_Action item_.
Copy out the entries that follow, exactly as written.

****

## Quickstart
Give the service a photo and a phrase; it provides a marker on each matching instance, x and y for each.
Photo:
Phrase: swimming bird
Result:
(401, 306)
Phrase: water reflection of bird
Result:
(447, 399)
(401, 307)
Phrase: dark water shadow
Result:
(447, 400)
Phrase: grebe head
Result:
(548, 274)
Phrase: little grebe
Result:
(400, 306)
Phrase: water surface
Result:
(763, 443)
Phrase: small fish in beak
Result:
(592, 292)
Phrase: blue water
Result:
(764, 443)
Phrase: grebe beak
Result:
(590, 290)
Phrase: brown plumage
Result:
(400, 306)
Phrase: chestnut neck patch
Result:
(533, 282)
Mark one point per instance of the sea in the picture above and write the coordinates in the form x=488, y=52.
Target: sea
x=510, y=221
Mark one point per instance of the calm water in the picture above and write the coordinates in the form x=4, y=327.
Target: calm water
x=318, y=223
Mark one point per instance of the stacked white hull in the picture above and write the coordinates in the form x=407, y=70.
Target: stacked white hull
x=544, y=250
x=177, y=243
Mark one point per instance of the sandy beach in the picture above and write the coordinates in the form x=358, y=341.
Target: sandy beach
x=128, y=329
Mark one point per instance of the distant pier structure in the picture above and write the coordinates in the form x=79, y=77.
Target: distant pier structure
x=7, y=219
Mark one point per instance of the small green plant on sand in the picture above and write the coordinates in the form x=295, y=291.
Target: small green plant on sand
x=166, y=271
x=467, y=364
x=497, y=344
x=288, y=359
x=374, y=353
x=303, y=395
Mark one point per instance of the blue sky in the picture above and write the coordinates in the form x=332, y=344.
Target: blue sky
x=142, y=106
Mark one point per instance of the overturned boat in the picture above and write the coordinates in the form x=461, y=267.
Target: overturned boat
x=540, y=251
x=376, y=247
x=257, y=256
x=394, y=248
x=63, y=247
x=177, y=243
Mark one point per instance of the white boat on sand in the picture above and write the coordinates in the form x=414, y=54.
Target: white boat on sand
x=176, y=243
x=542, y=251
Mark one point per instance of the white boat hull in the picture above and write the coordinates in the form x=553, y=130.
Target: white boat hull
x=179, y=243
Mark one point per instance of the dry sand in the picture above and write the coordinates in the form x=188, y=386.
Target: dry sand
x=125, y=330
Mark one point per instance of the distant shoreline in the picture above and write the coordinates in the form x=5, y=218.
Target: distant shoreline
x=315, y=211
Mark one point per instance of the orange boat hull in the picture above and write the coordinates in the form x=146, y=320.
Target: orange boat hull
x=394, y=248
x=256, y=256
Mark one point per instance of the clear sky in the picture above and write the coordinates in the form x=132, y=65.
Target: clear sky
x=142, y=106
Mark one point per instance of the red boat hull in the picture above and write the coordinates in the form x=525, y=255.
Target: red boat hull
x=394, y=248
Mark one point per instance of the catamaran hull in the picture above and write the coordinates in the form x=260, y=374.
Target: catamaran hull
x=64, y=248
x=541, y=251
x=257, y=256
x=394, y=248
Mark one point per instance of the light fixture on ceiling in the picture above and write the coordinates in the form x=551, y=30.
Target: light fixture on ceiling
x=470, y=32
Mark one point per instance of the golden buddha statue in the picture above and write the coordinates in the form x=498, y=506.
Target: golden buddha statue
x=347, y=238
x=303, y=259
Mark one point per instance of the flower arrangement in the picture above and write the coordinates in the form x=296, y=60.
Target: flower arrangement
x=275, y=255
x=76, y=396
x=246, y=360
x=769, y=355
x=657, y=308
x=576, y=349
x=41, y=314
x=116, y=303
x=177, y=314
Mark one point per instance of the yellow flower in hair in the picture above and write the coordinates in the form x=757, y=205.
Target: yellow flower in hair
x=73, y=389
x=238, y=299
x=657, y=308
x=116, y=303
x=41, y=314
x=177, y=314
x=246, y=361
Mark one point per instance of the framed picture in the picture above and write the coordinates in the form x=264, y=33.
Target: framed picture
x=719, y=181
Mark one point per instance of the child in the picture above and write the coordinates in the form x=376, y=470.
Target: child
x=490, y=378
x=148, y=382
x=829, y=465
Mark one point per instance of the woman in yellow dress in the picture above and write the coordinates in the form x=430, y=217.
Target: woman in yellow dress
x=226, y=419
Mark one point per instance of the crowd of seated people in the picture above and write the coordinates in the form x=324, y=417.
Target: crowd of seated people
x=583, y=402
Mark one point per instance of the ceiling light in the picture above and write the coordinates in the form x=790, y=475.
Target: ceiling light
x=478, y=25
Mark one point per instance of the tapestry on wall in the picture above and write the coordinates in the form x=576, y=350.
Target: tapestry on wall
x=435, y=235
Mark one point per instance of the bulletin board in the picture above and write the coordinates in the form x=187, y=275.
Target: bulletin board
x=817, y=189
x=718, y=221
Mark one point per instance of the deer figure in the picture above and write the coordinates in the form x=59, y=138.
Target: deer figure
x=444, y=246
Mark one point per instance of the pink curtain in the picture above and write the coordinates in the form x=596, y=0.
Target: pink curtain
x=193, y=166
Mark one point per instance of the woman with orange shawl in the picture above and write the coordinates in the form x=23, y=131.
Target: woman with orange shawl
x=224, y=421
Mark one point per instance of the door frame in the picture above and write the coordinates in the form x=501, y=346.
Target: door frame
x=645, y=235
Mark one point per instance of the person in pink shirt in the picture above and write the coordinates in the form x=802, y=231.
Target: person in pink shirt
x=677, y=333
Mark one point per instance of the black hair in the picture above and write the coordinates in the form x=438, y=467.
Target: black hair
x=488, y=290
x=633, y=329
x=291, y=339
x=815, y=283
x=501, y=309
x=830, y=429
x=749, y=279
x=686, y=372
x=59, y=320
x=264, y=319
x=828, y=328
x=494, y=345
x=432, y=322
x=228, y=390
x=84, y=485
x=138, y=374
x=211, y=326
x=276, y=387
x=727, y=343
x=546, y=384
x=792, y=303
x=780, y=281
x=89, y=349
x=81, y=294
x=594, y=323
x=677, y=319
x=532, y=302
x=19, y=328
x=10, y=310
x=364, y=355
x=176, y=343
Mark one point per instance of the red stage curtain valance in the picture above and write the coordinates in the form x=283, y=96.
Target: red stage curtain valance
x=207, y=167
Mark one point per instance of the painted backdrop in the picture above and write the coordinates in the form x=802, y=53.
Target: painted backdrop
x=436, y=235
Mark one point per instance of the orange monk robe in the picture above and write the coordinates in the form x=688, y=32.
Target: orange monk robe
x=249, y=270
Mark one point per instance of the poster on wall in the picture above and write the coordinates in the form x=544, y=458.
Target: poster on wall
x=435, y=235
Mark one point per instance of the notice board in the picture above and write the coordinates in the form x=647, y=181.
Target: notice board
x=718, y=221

****

_The completed task_.
## Quickstart
Give the service a photo and a phrase; it provides a marker on each matching instance, x and y for each.
Photo:
Phrase: swimming bird
Result:
(401, 306)
Phrase: water reflection of bird
Result:
(447, 399)
(401, 307)
Phrase: dark water shadow
Result:
(447, 400)
Phrase: grebe head
Result:
(548, 274)
Phrase: little grebe
Result:
(400, 306)
Phrase: water surface
Result:
(763, 443)
Phrase: small fish in beak
Result:
(592, 292)
Phrase: blue water
Result:
(764, 443)
Phrase: grebe beak
Result:
(590, 290)
Phrase: brown plumage
Result:
(400, 306)
Phrase: chestnut neck patch
Result:
(533, 282)
Mark one point per instance of the sea in the picture above and write the coordinates in the form x=488, y=52.
Target: sea
x=510, y=221
Mark one point per instance of the calm water in the picture above and write the coordinates in the form x=4, y=327.
Target: calm water
x=318, y=223
Mark one point per instance of the stacked white hull in the picture above and write the coordinates in the form x=407, y=70.
Target: stacked white hull
x=544, y=250
x=177, y=243
Mark one point per instance of the sandy beach in the picture above and write the coordinates in the form x=358, y=341.
Target: sandy beach
x=128, y=329
Mark one point per instance of the distant pier structure in the picture above and write the coordinates in the form x=79, y=77.
Target: distant pier structure
x=7, y=219
Mark one point per instance of the small green plant on sand in the picture above and write the coordinates in the form x=295, y=291.
Target: small green plant on sand
x=166, y=271
x=467, y=364
x=497, y=344
x=288, y=359
x=374, y=353
x=303, y=395
Mark one point per instance of the blue sky in the picture above and write the coordinates in the form x=332, y=344.
Target: blue sky
x=142, y=106
Mark one point per instance of the overturned boat in the picture above and write the coordinates in the form x=461, y=267.
Target: overturned boat
x=540, y=251
x=376, y=247
x=257, y=256
x=394, y=248
x=63, y=247
x=177, y=243
Mark one point per instance of the white boat on sand in the picture above and write the coordinates in the form x=414, y=54.
Target: white boat on sand
x=176, y=243
x=542, y=251
Mark one point per instance of the white boat hull in the picture above and write the coordinates in the form x=553, y=130.
Target: white boat hull
x=179, y=243
Mark one point per instance of the dry sand in the picture above and write the coordinates in the form x=188, y=386.
Target: dry sand
x=125, y=330
Mark one point per instance of the distant shoreline in the picture above and write the coordinates in the form x=5, y=218.
Target: distant shoreline
x=315, y=211
Mark one point per instance of the orange boat hull in the picture above and write the coordinates in the form x=146, y=320.
Target: orange boat hull
x=394, y=248
x=256, y=256
Mark one point per instance of the clear sky in the picture above and write the coordinates in the form x=132, y=65.
Target: clear sky
x=142, y=106
Mark one point per instance of the red boat hull in the picture above and write the coordinates in the form x=525, y=255.
Target: red boat hull
x=394, y=248
Mark one point per instance of the catamaran hull in the picture above and write the coordinates in the form x=260, y=374.
Target: catamaran hull
x=64, y=248
x=541, y=251
x=257, y=256
x=394, y=248
Mark one point per instance of the light fixture on ceiling in the picture above and write the coordinates in the form x=551, y=30.
Target: light fixture on ceiling
x=470, y=32
Mark one point per instance of the golden buddha statue in the picture above and write the coordinates in the form x=498, y=506.
Target: golden buddha statue
x=347, y=238
x=303, y=259
Mark one point per instance of the flower arrangement in the picture above and write the coordinates in the form x=296, y=60.
Target: flower arrangement
x=275, y=255
x=76, y=396
x=246, y=360
x=769, y=355
x=657, y=308
x=576, y=349
x=41, y=314
x=116, y=303
x=177, y=314
Mark one point per instance of the yellow flower in hair in the picture above and write the coordinates in the form x=757, y=205.
Target: yellow flower in hair
x=73, y=389
x=238, y=299
x=657, y=308
x=116, y=303
x=41, y=314
x=177, y=314
x=246, y=361
Mark one point per instance of the framed picture in the picture above and write the coordinates in the form x=264, y=33.
Target: framed picture
x=719, y=181
Mark one point per instance of the child in the picture above and write the coordinates in the form x=376, y=470.
Target: child
x=490, y=378
x=148, y=382
x=829, y=465
Mark one point per instance of the woman in yellow dress in the picture above and write the coordinates in the form x=430, y=217.
Target: woman in yellow dress
x=226, y=419
Mark one point per instance of the crowd of seated people in the picture above and write the coordinates in the form x=324, y=417.
Target: crowd of seated people
x=583, y=402
Mark one point per instance of the ceiling light in the picture above and write the coordinates in the form x=790, y=475.
Target: ceiling light
x=478, y=25
Mark one point per instance of the tapestry on wall in the picture above and write the coordinates in the form x=576, y=350.
Target: tapestry on wall
x=435, y=235
Mark one point per instance of the bulletin board in the picture above and write the coordinates in the form x=187, y=275.
Target: bulletin board
x=817, y=189
x=718, y=221
Mark one point per instance of the deer figure in the picture above and write the coordinates in the form x=59, y=138.
Target: deer figure
x=444, y=246
Mark one point per instance of the pink curtain in the picture above and write the coordinates in the form x=596, y=0.
Target: pink curtain
x=193, y=166
Mark one point per instance of the woman with orange shawl in the picture above and write the coordinates in the form x=23, y=131.
Target: woman with orange shawl
x=224, y=421
Mark one point per instance of the door frame in the picture above and write the coordinates in the form x=501, y=346.
Target: door frame
x=645, y=235
Mark one point per instance of the person in pink shirt in the picture above and write the coordinates in the form x=802, y=231.
Target: person in pink shirt
x=677, y=333
Mark one point per instance of the black hair in the picture above and write the coordinates in the form x=438, y=467.
Target: black hair
x=488, y=290
x=633, y=329
x=291, y=339
x=815, y=283
x=501, y=309
x=830, y=429
x=749, y=279
x=686, y=372
x=59, y=320
x=264, y=319
x=828, y=328
x=494, y=345
x=432, y=322
x=228, y=390
x=84, y=485
x=138, y=374
x=211, y=326
x=276, y=387
x=727, y=343
x=546, y=384
x=792, y=303
x=780, y=281
x=89, y=349
x=81, y=294
x=594, y=323
x=677, y=319
x=532, y=302
x=19, y=328
x=10, y=310
x=364, y=355
x=176, y=343
Mark one point per instance of the red stage curtain valance in the picture above and write the coordinates in the form x=283, y=96.
Target: red stage curtain valance
x=207, y=167
Mark one point per instance of the painted backdrop in the picture above and write the coordinates in the form x=802, y=53.
Target: painted backdrop
x=436, y=235
Mark one point per instance of the orange monk robe in the picture above and write the coordinates in the form x=688, y=32.
Target: orange monk robe
x=249, y=270
Mark one point per instance of the poster on wall in the picture above and write the coordinates in the form x=544, y=458.
Target: poster on wall
x=435, y=235
Mark one point per instance of the notice board in the picture above and write the coordinates in the form x=647, y=181.
Target: notice board
x=718, y=221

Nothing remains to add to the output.